Text shown →
§ §

Anthony Bradley

A member of the Gartner Blog Network

Anthony J. Bradley
GVP
3 years at Gartner
19 years in IT

Anthony J. Bradley is a group vice president in Gartner Research, managing teams that cover business process management, project and portfolio management, enterprise architecture, IT procurement, IT sourcing, and vendor management. Read Full Bio

Coverage Areas:

A Social Story: A Bad Day on the Euphrates River

by Anthony J. Bradley  |  February 19, 2009  |  Comments Off

We at Gartner talk often on the societal and business impact of social computing and as you can imagine many opinions surface both pro and con. At the core of the issue is how human behaviors change and how that translates into culture and impacts business. It is easy to damn social networking as a waste of time that is rotting our children’s brains just as our parents and grandparents bemoaned television as the scourge of the new generation.

§ §

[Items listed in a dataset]
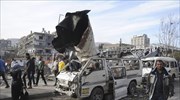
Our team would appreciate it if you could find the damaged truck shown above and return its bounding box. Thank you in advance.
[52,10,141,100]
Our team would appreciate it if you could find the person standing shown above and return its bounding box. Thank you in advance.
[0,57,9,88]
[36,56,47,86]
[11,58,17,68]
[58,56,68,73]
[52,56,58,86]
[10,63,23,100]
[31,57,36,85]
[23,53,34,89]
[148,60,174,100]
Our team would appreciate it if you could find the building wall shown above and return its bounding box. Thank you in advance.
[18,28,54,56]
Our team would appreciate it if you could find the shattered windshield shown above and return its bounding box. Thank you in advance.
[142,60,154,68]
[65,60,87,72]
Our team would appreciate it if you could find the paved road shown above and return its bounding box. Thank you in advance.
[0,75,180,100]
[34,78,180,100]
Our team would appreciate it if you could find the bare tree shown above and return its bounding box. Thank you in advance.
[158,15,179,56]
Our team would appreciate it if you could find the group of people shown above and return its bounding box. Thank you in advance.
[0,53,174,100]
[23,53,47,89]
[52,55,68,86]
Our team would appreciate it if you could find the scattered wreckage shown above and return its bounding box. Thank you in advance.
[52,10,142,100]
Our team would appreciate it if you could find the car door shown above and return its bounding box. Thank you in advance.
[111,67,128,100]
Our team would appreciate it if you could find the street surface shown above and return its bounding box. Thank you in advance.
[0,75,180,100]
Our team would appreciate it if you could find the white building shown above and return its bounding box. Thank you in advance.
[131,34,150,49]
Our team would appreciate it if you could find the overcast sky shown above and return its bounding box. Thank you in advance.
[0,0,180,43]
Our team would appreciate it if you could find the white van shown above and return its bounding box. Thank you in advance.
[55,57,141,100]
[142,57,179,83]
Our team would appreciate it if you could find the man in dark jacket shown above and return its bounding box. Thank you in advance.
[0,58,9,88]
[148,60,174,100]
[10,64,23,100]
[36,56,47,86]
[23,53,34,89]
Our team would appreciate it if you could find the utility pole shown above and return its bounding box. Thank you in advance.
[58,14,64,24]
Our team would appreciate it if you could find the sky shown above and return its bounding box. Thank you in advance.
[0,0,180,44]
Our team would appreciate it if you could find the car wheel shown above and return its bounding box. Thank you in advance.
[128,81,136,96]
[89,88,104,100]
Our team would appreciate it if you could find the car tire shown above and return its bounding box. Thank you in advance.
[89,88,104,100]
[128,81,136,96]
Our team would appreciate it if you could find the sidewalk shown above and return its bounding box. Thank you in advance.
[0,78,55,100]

§ §

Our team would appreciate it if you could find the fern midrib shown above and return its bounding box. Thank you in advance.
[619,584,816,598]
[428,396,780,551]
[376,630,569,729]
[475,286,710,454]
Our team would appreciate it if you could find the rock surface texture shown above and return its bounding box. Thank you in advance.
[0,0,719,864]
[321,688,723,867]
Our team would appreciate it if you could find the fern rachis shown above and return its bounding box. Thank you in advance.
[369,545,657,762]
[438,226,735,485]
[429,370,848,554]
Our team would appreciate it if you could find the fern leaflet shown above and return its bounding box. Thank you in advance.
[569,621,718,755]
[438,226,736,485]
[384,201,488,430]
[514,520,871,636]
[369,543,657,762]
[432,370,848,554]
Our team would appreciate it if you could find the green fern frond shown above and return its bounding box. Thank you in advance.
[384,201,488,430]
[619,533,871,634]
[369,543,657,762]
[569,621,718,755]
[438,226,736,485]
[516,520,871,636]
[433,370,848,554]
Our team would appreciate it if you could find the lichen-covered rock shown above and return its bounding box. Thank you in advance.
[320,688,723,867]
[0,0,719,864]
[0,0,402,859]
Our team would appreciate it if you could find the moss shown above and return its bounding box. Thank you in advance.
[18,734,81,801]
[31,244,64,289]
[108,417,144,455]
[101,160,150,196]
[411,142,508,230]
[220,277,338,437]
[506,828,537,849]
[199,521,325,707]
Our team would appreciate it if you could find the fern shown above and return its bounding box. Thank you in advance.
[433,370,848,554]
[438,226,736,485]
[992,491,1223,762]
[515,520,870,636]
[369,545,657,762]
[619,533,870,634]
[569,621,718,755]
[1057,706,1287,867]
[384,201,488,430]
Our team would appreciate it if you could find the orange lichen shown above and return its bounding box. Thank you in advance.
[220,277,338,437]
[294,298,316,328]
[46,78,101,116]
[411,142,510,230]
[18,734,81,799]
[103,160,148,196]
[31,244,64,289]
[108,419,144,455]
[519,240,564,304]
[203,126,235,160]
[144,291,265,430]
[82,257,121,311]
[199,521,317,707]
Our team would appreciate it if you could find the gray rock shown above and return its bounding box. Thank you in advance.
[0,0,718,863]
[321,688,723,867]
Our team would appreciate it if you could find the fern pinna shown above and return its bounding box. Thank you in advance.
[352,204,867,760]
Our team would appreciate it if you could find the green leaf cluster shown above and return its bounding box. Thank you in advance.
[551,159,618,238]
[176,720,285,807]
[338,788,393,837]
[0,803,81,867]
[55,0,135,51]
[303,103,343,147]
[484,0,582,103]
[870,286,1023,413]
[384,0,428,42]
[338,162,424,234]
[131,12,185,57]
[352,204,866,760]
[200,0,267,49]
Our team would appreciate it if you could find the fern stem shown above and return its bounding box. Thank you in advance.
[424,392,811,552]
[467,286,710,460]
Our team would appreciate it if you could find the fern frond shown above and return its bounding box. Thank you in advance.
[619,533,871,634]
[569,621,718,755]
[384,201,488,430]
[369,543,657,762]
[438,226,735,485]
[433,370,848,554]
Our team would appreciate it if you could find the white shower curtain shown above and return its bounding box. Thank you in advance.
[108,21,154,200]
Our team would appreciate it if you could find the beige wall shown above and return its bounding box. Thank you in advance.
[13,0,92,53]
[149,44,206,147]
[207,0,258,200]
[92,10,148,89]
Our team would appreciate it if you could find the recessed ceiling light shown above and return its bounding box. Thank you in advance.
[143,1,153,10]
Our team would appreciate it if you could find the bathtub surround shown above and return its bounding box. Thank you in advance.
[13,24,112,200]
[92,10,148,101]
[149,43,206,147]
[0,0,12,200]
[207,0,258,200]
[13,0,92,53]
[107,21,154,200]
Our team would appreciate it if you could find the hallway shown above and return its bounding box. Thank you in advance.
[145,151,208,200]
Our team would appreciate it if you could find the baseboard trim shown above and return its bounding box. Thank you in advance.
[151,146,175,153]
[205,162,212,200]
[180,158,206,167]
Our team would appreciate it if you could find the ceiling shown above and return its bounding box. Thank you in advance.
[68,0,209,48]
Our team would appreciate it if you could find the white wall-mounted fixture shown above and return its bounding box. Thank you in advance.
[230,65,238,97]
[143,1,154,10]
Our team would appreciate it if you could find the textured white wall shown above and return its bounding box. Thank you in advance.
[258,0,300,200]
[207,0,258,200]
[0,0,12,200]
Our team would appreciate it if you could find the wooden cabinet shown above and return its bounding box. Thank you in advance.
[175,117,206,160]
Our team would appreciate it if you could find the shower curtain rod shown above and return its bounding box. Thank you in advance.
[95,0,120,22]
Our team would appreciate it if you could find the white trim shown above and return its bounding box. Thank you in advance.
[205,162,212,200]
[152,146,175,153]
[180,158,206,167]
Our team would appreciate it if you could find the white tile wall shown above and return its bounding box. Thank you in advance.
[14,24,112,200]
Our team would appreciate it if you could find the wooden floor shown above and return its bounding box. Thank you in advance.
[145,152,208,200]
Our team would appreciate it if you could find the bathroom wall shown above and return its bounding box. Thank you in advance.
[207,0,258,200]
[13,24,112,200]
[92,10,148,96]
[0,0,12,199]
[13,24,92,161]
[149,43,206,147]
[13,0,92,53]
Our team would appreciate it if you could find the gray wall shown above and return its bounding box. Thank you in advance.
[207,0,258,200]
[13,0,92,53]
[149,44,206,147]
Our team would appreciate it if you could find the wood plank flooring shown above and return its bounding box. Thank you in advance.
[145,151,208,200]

§ §

Exercise instructions →
A. Reproduce the passage from the Gartner blog page above, starting with "by Anthony J." and going on through "the new generation.".
B. Carry on the Gartner blog post about social computing from the point where it stops.

Task-by-task results →
A.
by Anthony J. Bradley  |  February 19, 2009  |  Comments Off

We at Gartner talk often on the societal and business impact of social computing and as you can imagine many opinions surface both pro and con. At the core of the issue is how human behaviors change and how that translates into culture and impacts business. It is easy to damn social networking as a waste of time that is rotting our children’s brains just as our parents and grandparents bemoaned television as the scourge of the new generation.

B.
A while ago I read Andrew Keen’s book “The Cult of the Amateur: How Today’s Internet is Killing Our Culture.” Which I actually recommend since it’s significantly flawed logic spurred rich counter-arguments in my mind that was actually beneficial. At some point maybe I’ll blog a review of the book but right now I digress.

This social computing movement is about an unprecedented connecting of people with like interests and creating highly robust social circles. For example, if you were an avid fly fisherman, prior to Web 2.0 how would you share your fly fishing experiences, hear others’ stories, share information relevant to how you can derive more enjoyment from your passion (where to go, what equipment to use, new techniques etc.) You certainly could do it but it was local and limited. Now we have the globalization of passions.

I am not choosing fly fishing at random. Here is a link to a fly fishing soldier’s thank you post to his fly fishing community www.fliesandfins.com for helping him cope with being wounded in Iraq. Consider this when you start getting depressed that the Internet is killing our culture.

A few lessons here are:

  1. This is powerful stuff and its impact on our culture is irreversible. Become part of it or be left behind.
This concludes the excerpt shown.